Pointing and labeling entries -
•••
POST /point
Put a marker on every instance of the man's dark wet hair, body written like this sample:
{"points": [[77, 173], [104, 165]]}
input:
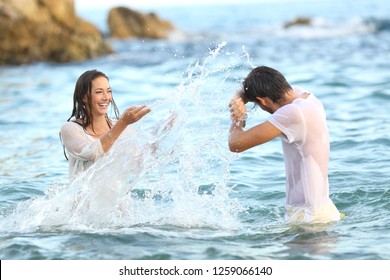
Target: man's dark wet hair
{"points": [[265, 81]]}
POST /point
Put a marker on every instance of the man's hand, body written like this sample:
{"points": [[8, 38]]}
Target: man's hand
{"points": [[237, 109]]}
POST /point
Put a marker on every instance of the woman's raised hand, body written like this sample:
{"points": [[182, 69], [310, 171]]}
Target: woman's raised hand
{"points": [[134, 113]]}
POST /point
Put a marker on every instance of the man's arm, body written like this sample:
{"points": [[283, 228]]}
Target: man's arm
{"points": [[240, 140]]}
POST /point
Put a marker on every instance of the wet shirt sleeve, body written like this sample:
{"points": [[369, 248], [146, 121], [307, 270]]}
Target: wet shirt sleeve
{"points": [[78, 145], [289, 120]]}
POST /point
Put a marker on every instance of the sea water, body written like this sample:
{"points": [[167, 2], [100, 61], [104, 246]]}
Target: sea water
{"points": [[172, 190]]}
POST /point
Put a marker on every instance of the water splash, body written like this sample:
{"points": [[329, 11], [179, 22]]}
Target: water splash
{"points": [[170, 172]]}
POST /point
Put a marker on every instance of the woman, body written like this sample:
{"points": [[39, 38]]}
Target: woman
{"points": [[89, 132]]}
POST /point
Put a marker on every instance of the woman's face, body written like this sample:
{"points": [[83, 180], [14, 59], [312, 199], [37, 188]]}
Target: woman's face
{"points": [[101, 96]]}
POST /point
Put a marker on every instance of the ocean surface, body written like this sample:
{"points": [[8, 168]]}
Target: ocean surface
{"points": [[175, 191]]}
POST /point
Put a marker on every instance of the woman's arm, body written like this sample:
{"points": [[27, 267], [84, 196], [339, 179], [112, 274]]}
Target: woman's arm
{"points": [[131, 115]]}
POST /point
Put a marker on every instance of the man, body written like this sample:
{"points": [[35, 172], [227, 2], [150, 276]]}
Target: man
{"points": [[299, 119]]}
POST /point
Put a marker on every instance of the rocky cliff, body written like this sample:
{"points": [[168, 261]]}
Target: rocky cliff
•••
What the task requires - List every line of the data above that contains the string "rocky", matching case exactly.

The answer -
Put a marker on every instance of the rocky cliff, body written like this sample:
Target: rocky cliff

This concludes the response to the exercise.